With nothing left out, repeat every entry exactly.

» EXCERPTED DATA:
--------------------------------

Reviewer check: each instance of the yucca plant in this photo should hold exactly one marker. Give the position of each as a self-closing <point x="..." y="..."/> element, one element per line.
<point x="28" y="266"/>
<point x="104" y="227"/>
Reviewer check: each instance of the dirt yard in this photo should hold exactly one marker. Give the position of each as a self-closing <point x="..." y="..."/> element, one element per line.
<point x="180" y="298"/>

--------------------------------

» ANSWER:
Reviewer check: each instance of the yucca plant in this photo should hold exactly one marker. Give the position of each as a self-closing <point x="..." y="..."/> element, one element per line.
<point x="28" y="266"/>
<point x="104" y="227"/>
Reviewer check: each instance of the dirt yard in this photo should hold exactly one marker. Give the position of each as a self-closing <point x="..." y="..."/> element, one element per line.
<point x="180" y="298"/>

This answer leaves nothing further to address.